Stored data
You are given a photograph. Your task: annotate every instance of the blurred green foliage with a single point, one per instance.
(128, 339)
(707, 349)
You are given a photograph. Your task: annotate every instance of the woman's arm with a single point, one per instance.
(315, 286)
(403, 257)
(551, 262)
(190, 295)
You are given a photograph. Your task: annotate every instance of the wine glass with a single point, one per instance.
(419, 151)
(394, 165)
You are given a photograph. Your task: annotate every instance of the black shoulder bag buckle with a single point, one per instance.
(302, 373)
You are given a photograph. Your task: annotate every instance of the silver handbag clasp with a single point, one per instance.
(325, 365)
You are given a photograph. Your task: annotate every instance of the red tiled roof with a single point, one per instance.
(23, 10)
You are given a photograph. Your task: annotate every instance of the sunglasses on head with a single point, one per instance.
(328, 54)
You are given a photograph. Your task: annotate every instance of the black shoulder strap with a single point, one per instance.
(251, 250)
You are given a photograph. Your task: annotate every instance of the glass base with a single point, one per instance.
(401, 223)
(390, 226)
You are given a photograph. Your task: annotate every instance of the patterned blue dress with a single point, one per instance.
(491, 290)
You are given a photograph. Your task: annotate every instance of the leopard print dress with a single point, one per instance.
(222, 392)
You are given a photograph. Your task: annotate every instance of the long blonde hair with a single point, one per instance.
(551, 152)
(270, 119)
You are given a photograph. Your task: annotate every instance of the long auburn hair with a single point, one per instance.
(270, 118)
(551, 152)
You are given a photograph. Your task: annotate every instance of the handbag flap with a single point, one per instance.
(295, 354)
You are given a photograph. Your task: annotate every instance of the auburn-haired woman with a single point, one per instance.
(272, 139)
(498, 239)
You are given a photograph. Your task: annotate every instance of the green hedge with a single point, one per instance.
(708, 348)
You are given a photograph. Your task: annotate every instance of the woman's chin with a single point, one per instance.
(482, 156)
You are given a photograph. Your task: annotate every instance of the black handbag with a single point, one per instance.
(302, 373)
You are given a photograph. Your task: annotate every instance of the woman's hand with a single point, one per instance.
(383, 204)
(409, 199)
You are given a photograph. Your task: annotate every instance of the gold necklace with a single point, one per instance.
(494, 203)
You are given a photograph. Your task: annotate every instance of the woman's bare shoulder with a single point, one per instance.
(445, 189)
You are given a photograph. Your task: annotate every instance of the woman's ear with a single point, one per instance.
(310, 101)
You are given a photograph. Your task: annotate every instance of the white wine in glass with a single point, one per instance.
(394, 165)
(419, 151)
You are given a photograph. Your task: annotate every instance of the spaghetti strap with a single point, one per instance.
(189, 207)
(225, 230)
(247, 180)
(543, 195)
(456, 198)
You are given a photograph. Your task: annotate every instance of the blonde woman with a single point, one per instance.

--- The task ---
Set down exactly what runs from the line with "hand with a single point, one per instance." to the last line of the data above, including both of those lines and no others.

--- Result for this task ---
You are given a photograph. Your task: annotate every instance of the woman's hand with a single point, one per instance.
(383, 204)
(409, 199)
You are given a photograph. Your task: annotate every instance of the gold necklace with a single point, one per instance.
(494, 203)
You are given a photograph. Your task: annotate every instance of the woman's bare shoulder with a single point, one per instance.
(445, 189)
You are given a photograph. Your task: annotate every instance of the woman's ear with a single point, one per instance.
(310, 101)
You are given a photograph. Your task: annotate every instance of the white wine in glass with a single point, one per instance.
(394, 165)
(419, 151)
You are given a photograph. Your task: annotate every instance of the spaghetti strap with a single point, one per instance.
(189, 207)
(225, 230)
(247, 180)
(543, 195)
(456, 198)
You are given a photograph. Your task: annotate every instance of the blonde woman with a single point, one per instance.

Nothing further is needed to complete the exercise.